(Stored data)
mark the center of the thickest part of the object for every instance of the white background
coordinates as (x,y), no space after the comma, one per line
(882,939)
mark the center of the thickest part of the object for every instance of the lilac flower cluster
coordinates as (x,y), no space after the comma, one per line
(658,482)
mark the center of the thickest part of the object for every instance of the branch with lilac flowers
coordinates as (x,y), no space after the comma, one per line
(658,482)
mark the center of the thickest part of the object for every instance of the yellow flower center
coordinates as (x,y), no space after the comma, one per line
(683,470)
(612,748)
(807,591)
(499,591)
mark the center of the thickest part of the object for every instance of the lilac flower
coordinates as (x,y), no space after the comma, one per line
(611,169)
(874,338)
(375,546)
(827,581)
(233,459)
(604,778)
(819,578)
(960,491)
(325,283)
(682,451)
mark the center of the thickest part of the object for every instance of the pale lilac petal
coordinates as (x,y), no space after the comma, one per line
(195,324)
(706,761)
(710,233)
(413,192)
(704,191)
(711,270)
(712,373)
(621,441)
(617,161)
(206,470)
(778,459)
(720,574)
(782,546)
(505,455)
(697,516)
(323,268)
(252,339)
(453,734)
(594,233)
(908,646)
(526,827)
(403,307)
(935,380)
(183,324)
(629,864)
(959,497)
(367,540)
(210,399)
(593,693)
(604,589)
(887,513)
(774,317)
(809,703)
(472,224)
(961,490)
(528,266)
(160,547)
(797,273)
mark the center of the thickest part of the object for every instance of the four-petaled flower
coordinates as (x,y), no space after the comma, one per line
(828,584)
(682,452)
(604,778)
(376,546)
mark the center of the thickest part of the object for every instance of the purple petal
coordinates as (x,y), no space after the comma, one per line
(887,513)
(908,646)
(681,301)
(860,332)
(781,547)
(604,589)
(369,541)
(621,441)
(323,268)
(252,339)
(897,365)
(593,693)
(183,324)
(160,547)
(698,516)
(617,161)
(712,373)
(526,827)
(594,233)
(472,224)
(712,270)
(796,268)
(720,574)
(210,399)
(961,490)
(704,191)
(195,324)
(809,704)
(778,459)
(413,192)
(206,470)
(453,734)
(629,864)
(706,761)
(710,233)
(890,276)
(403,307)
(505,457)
* * *
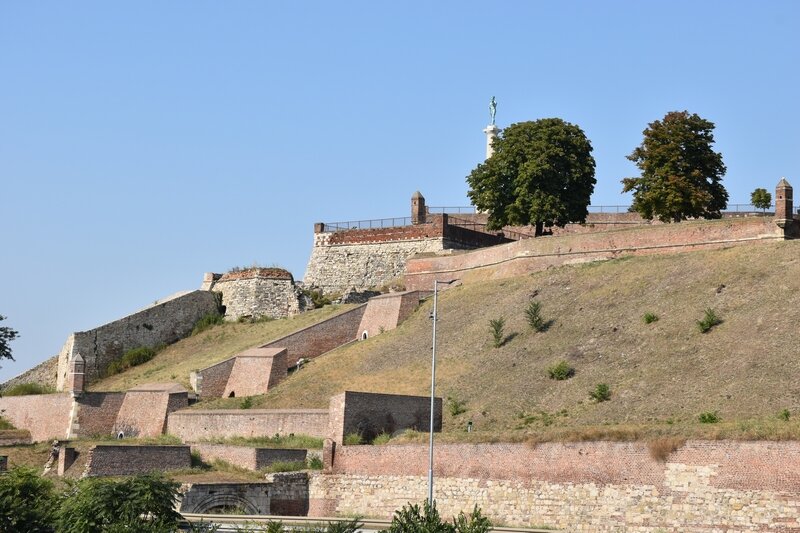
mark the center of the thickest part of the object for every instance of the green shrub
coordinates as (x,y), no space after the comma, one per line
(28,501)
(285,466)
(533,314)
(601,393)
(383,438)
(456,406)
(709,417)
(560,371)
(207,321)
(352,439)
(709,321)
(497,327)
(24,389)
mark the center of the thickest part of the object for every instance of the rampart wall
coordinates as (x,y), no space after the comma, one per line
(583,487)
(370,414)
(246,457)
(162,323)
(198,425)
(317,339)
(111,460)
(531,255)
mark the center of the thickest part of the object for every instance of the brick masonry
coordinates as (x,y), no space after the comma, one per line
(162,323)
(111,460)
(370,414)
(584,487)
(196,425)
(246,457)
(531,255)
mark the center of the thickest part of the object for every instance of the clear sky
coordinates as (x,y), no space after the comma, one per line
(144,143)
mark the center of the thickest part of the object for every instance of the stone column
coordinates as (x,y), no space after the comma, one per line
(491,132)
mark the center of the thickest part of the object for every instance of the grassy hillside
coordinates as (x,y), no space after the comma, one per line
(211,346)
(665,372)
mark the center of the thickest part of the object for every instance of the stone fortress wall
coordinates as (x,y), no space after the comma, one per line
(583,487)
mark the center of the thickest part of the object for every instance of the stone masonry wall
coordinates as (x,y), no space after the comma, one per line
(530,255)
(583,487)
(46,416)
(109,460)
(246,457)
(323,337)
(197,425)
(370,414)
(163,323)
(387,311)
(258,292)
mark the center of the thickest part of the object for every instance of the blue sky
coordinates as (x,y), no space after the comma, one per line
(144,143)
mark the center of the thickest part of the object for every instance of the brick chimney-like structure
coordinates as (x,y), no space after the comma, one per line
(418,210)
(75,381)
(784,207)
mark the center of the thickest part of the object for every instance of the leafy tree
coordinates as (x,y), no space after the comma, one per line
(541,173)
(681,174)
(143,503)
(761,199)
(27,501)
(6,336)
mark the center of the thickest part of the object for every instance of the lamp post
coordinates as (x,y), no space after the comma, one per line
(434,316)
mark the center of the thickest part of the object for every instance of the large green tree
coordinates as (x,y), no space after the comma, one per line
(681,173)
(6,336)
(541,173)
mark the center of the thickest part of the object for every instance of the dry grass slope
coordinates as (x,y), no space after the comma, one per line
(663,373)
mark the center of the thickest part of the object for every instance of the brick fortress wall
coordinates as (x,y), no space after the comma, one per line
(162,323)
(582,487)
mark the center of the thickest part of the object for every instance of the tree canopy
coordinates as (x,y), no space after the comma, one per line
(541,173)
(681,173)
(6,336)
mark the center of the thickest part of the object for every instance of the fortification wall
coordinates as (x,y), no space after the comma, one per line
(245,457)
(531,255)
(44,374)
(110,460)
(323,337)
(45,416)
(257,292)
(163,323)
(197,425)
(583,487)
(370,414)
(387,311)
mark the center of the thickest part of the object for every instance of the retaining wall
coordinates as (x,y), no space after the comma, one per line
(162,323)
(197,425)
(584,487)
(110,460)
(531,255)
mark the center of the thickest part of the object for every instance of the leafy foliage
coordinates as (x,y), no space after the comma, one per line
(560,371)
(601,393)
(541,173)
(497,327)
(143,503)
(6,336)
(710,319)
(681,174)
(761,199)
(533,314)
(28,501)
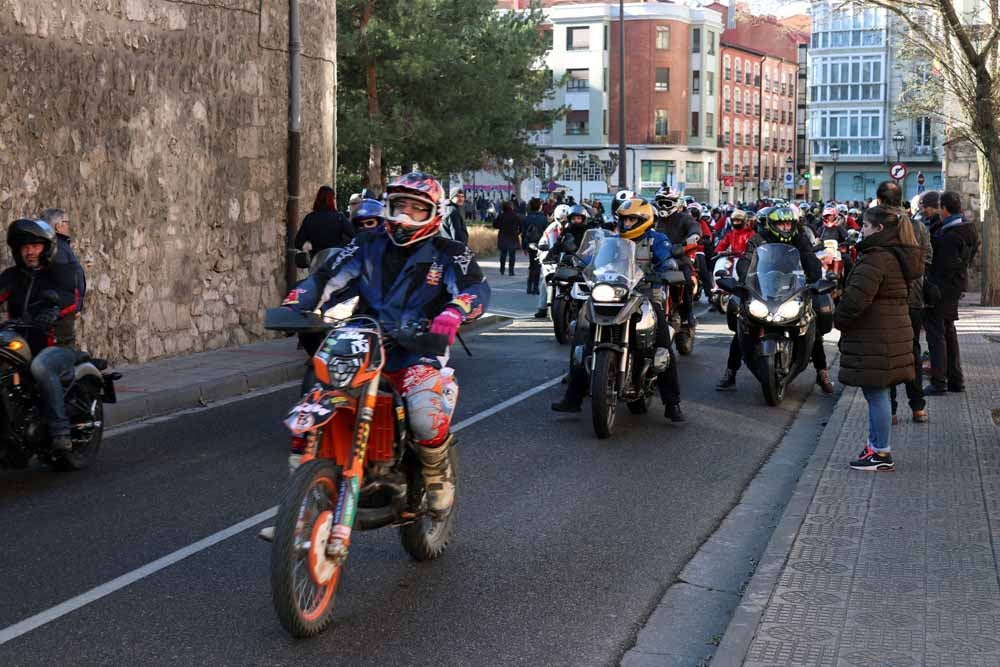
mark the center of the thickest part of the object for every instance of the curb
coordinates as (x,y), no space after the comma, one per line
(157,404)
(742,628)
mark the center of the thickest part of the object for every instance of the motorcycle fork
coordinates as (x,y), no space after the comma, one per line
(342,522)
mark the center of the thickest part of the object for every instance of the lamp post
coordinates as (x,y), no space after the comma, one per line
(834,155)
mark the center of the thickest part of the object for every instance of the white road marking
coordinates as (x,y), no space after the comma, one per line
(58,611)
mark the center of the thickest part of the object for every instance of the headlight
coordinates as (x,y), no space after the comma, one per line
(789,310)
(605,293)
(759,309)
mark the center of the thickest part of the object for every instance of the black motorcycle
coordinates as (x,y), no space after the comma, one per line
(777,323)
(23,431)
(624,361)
* * *
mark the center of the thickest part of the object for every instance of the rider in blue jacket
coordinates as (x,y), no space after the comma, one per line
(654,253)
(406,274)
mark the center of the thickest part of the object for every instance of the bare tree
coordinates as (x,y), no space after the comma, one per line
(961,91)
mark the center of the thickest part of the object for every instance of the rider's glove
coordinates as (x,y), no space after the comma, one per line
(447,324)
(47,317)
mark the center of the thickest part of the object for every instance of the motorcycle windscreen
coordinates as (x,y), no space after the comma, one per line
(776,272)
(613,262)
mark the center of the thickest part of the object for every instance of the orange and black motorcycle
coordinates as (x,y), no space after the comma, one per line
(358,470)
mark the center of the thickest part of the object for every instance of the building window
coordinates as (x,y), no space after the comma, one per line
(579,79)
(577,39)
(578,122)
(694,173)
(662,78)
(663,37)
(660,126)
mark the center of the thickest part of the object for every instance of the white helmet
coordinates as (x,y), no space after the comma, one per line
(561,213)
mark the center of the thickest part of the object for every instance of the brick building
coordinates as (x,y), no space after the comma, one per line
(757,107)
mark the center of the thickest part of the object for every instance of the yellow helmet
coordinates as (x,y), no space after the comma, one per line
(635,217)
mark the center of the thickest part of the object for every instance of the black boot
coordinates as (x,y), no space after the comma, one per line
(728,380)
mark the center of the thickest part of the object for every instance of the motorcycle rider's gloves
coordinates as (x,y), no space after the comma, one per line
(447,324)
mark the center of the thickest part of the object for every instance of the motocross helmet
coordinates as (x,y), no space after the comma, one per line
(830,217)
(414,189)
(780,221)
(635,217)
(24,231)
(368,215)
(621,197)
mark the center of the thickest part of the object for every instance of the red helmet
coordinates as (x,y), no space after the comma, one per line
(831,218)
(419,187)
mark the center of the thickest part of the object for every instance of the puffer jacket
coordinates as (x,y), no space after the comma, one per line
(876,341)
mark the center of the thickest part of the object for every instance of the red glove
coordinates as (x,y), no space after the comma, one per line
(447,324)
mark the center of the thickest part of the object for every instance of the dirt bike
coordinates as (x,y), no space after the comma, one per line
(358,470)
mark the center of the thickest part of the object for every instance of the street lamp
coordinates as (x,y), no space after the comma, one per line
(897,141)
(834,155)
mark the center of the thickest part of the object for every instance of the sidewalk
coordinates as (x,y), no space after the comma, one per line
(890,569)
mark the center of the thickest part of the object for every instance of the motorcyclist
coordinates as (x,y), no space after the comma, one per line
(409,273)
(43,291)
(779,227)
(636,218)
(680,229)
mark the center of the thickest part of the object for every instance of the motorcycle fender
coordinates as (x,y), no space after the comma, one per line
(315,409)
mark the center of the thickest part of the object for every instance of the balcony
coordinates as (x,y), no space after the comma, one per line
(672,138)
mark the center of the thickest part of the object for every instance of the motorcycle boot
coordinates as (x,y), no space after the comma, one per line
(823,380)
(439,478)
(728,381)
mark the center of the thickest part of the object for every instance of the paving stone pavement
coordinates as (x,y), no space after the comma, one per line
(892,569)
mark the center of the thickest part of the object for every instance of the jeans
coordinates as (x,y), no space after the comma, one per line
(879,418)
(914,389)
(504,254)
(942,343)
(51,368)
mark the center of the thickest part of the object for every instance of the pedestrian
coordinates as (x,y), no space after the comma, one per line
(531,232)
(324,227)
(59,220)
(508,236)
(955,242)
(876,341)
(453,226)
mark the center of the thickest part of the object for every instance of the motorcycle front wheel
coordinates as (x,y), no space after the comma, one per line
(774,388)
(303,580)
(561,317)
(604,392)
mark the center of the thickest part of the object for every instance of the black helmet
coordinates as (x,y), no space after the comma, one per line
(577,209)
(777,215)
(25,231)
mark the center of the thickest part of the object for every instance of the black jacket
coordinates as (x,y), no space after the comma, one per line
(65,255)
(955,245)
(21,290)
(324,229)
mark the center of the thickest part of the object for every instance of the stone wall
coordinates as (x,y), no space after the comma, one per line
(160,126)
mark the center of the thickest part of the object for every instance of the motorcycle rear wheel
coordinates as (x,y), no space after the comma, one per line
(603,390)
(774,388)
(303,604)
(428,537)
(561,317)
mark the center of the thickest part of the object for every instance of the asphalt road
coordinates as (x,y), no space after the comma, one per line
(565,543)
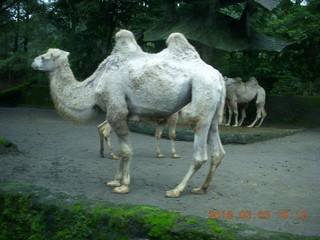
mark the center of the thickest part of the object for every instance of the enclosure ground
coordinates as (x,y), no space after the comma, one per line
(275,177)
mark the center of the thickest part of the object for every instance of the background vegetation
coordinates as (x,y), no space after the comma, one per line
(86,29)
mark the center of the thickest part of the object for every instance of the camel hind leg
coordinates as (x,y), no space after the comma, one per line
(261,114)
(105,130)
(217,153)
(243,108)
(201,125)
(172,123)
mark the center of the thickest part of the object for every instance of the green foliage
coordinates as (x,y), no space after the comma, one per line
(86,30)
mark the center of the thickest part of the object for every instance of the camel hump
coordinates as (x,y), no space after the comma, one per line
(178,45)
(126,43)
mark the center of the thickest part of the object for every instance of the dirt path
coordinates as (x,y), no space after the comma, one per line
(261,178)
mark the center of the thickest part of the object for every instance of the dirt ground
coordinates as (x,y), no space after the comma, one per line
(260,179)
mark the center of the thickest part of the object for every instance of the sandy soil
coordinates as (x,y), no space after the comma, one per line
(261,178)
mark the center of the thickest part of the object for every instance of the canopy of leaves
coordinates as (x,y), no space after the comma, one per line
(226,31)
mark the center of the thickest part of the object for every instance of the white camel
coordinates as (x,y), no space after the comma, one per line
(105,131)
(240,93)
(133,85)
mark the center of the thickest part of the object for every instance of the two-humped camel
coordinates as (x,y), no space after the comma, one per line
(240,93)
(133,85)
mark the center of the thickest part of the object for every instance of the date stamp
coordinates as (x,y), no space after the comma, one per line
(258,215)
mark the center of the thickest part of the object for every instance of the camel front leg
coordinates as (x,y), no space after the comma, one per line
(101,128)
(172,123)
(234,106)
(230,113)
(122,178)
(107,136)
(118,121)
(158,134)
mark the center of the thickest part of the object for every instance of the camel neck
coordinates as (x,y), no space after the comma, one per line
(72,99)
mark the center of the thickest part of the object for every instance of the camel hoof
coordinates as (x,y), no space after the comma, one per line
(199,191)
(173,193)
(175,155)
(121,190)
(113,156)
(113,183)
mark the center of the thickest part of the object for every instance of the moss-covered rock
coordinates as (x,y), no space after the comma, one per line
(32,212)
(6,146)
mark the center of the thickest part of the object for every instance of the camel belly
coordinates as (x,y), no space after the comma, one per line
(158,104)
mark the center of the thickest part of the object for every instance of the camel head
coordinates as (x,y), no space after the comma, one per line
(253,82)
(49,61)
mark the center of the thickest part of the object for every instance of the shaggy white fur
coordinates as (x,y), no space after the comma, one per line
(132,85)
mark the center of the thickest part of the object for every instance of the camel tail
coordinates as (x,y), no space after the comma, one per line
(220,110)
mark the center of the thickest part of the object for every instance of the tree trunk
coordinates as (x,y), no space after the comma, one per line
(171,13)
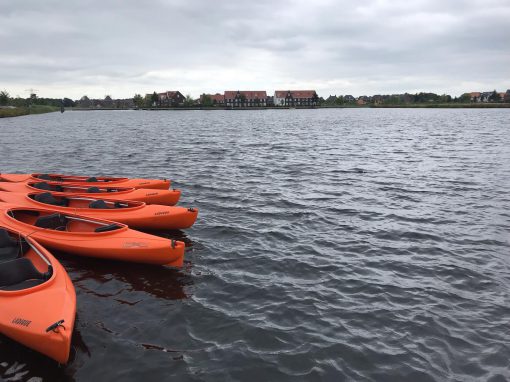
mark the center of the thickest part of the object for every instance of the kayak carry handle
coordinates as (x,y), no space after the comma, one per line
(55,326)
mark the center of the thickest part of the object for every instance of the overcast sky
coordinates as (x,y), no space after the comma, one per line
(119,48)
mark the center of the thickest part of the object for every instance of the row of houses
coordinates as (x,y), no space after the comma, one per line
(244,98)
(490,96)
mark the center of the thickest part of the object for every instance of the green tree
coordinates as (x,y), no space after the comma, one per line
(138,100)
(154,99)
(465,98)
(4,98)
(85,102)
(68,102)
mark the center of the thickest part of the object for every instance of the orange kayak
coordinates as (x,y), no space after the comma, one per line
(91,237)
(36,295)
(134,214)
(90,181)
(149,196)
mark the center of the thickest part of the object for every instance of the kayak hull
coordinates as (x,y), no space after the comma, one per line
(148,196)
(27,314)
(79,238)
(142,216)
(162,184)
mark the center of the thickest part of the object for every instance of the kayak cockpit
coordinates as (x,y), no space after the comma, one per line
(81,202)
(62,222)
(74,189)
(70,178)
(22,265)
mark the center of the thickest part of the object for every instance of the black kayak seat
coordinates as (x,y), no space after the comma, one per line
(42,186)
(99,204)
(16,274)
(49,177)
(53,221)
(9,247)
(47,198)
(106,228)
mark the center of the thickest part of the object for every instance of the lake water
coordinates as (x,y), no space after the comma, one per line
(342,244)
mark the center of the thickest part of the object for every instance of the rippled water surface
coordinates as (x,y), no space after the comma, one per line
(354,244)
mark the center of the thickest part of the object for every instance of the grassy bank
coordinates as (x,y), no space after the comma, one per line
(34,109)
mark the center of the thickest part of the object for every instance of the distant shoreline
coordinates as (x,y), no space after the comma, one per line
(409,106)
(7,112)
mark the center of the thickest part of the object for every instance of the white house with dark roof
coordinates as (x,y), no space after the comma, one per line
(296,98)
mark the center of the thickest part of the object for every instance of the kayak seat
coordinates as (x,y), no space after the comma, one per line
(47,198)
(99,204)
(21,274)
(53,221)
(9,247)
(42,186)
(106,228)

WHAT YOU WILL DO: Look for the word "road" in the records above, count the lines that hold it, and give only that number.

RESULT BELOW: 2